Work required.
Transcribe each record exactly. Include every one.

Data in this exercise.
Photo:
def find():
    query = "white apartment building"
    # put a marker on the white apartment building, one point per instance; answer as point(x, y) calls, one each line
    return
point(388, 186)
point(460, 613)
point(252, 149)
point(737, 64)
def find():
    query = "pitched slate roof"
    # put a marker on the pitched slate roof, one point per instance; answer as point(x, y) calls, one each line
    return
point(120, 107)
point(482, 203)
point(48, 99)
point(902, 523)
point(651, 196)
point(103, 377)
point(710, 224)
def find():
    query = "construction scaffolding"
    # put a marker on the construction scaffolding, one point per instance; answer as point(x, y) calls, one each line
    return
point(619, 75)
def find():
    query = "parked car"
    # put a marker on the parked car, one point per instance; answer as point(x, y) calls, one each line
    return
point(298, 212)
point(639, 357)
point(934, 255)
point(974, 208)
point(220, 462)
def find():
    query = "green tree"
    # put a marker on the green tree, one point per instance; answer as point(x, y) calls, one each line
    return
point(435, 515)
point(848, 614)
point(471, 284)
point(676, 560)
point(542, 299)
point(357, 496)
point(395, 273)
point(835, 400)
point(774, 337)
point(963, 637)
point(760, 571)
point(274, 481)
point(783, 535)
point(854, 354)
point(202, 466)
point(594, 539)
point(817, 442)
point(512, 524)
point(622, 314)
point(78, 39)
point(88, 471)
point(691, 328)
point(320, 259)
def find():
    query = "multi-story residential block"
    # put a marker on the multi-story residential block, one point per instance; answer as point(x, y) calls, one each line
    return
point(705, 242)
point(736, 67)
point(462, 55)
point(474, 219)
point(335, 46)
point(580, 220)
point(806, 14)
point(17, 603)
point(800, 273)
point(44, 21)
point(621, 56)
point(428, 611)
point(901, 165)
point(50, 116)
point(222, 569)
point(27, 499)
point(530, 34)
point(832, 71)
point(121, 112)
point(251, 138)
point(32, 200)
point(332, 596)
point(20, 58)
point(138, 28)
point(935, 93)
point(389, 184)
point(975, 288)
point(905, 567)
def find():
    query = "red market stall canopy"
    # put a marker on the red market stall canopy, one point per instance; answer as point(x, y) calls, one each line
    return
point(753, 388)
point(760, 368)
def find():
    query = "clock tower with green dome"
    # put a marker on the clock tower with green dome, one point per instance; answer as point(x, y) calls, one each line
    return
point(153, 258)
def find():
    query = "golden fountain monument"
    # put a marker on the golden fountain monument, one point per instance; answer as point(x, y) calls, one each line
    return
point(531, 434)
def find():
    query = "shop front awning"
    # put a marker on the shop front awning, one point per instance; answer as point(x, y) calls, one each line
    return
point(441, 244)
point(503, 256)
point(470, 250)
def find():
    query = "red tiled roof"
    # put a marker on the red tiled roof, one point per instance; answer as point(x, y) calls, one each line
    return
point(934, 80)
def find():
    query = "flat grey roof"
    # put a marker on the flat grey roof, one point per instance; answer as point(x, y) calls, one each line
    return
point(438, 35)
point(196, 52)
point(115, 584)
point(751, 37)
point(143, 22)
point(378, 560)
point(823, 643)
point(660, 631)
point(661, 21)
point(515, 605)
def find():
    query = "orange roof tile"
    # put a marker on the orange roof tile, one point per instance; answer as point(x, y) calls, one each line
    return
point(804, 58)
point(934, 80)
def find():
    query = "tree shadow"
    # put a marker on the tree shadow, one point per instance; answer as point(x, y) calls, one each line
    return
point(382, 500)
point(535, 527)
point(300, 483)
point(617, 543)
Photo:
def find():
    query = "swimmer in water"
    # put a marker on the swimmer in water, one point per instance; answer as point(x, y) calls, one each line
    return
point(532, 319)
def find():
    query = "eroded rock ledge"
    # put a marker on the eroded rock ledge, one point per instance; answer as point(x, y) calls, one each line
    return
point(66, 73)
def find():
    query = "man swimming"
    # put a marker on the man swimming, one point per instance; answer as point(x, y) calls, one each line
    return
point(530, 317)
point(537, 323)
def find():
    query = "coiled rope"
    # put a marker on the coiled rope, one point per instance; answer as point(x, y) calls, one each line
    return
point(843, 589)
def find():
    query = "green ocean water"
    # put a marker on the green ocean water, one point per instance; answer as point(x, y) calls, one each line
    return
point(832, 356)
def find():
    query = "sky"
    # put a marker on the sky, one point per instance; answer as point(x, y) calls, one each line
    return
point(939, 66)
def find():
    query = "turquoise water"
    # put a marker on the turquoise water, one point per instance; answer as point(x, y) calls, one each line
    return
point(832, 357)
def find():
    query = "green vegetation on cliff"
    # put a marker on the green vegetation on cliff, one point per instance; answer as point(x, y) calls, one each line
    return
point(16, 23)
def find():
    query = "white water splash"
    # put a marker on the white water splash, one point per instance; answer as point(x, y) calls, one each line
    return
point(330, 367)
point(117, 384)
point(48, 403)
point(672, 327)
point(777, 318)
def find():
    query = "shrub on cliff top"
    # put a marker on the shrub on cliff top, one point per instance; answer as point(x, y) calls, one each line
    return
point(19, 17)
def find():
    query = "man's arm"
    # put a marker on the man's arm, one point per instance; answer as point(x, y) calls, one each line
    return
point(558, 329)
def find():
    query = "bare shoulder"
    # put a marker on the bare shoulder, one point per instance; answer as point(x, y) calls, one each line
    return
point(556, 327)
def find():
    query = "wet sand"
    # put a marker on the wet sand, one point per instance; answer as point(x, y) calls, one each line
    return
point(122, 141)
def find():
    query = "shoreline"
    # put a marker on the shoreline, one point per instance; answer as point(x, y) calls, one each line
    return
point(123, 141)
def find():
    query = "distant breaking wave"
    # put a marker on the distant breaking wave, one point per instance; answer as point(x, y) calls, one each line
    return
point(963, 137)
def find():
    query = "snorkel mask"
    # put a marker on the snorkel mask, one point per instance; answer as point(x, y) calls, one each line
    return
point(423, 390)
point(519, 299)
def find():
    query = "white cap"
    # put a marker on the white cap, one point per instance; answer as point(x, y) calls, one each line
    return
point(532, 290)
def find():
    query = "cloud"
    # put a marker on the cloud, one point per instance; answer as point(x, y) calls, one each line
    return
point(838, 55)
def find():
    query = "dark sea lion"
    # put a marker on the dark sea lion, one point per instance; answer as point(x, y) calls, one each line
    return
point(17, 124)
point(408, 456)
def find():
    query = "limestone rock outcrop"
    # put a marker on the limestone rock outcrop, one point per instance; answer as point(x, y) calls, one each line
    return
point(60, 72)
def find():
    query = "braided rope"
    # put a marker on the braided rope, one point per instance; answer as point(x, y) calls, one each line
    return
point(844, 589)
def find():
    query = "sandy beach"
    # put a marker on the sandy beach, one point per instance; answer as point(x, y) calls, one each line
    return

Solution for this exercise.
Photo:
def find():
    query = "white apartment building"
    # put a marker on the white apartment building, one point per instance; answer as point(x, y) calls, one each line
    return
point(388, 186)
point(460, 613)
point(252, 149)
point(737, 64)
def find():
    query = "pitched slate roof"
    # put a marker on the pitched slate roof, one point per instance; answer as point(x, y) calls, one each line
    return
point(120, 107)
point(482, 203)
point(48, 99)
point(902, 523)
point(651, 196)
point(103, 377)
point(710, 224)
def find():
    query = "construction scaffolding"
    # put a marker on the construction scaffolding, one point per instance; answer as point(x, y) calls, one each line
    return
point(619, 75)
def find():
    query = "parked car"
    # put a marker on the parked car, one point per instance; answer as point(x, y) calls, one each line
    return
point(298, 212)
point(639, 357)
point(934, 255)
point(974, 208)
point(220, 462)
def find():
    query = "green tree"
    # put a marker on the green tree, one point per instance; answer as point(x, y) calls, one each line
    return
point(435, 515)
point(848, 614)
point(471, 284)
point(676, 560)
point(542, 299)
point(357, 496)
point(395, 273)
point(835, 400)
point(774, 337)
point(963, 637)
point(760, 571)
point(274, 481)
point(783, 535)
point(854, 354)
point(202, 466)
point(594, 539)
point(817, 442)
point(512, 524)
point(622, 314)
point(78, 39)
point(88, 471)
point(691, 328)
point(320, 259)
def find():
    query = "multi-story residential block"
    # put a marker on the multi-story residential block, one point per instance; answer as point(x, y) calls, one each line
    return
point(705, 242)
point(736, 67)
point(462, 55)
point(474, 219)
point(335, 46)
point(580, 220)
point(806, 14)
point(17, 603)
point(800, 273)
point(44, 21)
point(621, 56)
point(428, 611)
point(901, 165)
point(50, 116)
point(222, 569)
point(27, 499)
point(530, 34)
point(832, 71)
point(121, 112)
point(251, 138)
point(32, 200)
point(332, 596)
point(20, 58)
point(138, 28)
point(935, 93)
point(389, 184)
point(975, 288)
point(905, 567)
def find():
    query = "red market stall canopy"
    # put a marker on the red market stall canopy, one point per instance; answer as point(x, y) calls, one each line
    return
point(753, 388)
point(760, 368)
def find():
    query = "clock tower with green dome"
    # put a marker on the clock tower with green dome, one point per instance; answer as point(x, y) calls, one each line
    return
point(153, 258)
def find():
    query = "golden fountain monument"
    # put a marker on the golden fountain monument, one point per instance; answer as point(x, y) calls, one each line
    return
point(531, 434)
def find():
    query = "shop front awning"
    # put a marker on the shop front awning, one point per instance; answer as point(x, y) calls, one each line
    return
point(441, 244)
point(503, 256)
point(470, 250)
def find():
    query = "red tiled roof"
    # put a marker on the red tiled roof, one point per instance; answer as point(x, y) calls, one each line
    return
point(934, 80)
def find():
    query = "flat grey roof"
    # put a marker on the flat grey roof, one point per instance; answer as point(x, y) calls, one each line
    return
point(438, 35)
point(196, 52)
point(115, 584)
point(751, 37)
point(143, 22)
point(378, 560)
point(823, 643)
point(660, 631)
point(661, 21)
point(515, 605)
def find():
    query = "orange roof tile"
    # put a marker on the orange roof tile, one point per instance; answer as point(x, y) calls, one each line
    return
point(804, 58)
point(934, 80)
def find():
    query = "tree shadow"
    # put a marker on the tree shadow, one point per instance; answer as point(x, y) calls, one each line
    return
point(382, 500)
point(535, 527)
point(300, 483)
point(617, 543)
Photo:
def find():
    query = "swimmer in water"
    # put a marker on the swimmer in water, one point per instance; answer as point(x, y) calls, one each line
    return
point(532, 319)
def find():
    query = "eroded rock ledge"
    # put a marker on the eroded rock ledge, one point per instance; answer as point(x, y) calls, one each line
    return
point(66, 73)
def find():
    query = "man swimming"
    # put a marker on the man swimming, one point per instance; answer as point(x, y) calls, one each line
    return
point(530, 317)
point(537, 323)
def find():
    query = "coiled rope"
    # put a marker on the coiled rope, one point per instance; answer as point(x, y) calls, one each line
    return
point(843, 589)
def find():
    query = "green ocean water"
    # put a marker on the green ocean water, one point per instance; answer as point(x, y) calls, one each line
    return
point(832, 356)
def find():
    query = "sky"
    # put a marker on the sky, one point per instance; answer as point(x, y) calls, one each line
    return
point(939, 66)
def find():
    query = "turquoise water"
    # put a marker on the turquoise water, one point per instance; answer as point(x, y) calls, one each line
    return
point(832, 357)
def find():
    query = "green vegetation on cliff"
    # put a marker on the green vegetation on cliff, one point per instance; answer as point(x, y) calls, one each line
    return
point(16, 23)
def find():
    query = "white water splash"
    # put a marker on the white water splash, one point per instance; answer as point(x, y) calls, one each line
    return
point(330, 367)
point(117, 384)
point(48, 403)
point(672, 327)
point(777, 318)
def find():
    query = "shrub on cliff top"
    # put a marker on the shrub on cliff top, one point per instance; answer as point(x, y) calls, one each line
    return
point(19, 17)
def find():
    query = "man's arm"
    # put a marker on the man's arm, one point per instance; answer as point(x, y) calls, one each line
    return
point(558, 329)
def find():
    query = "bare shoulder"
    # put a marker on the bare shoulder, one point per instance; answer as point(x, y) calls, one each line
    return
point(556, 327)
def find():
    query = "wet sand"
    # put a marker on the wet sand, one point per instance; answer as point(x, y) calls, one each line
    return
point(122, 141)
def find():
    query = "shoreline"
    # put a marker on the shoreline, one point per instance; answer as point(x, y) calls, one each line
    return
point(123, 141)
def find():
    query = "distant breaking wave"
    # put a marker on the distant breaking wave, one point per instance; answer as point(x, y) calls, one each line
    return
point(963, 137)
def find():
    query = "snorkel mask"
    # put a marker on the snorkel mask, one point per instance; answer as point(x, y) calls, one each line
    return
point(423, 390)
point(519, 299)
def find():
    query = "white cap"
    # put a marker on the white cap, one point per instance; answer as point(x, y) calls, one each line
    return
point(532, 290)
def find():
    query = "cloud"
    # put a marker on the cloud, one point per instance; answer as point(x, y) calls, one each line
    return
point(838, 55)
def find():
    query = "dark sea lion"
    # put a marker on the dark sea lion, one point per instance; answer as point(x, y) calls, one each line
    return
point(17, 124)
point(408, 456)
def find():
    query = "limestone rock outcrop"
    # put a marker on the limestone rock outcrop, one point per instance; answer as point(x, y) calls, one each line
    return
point(60, 72)
def find():
    query = "braided rope"
    # put a marker on the braided rope, one point per instance; answer as point(x, y) calls, one each line
    return
point(844, 589)
def find():
    query = "sandy beach"
    # put a marker on the sandy beach, one point per instance; answer as point(x, y) calls, one each line
    return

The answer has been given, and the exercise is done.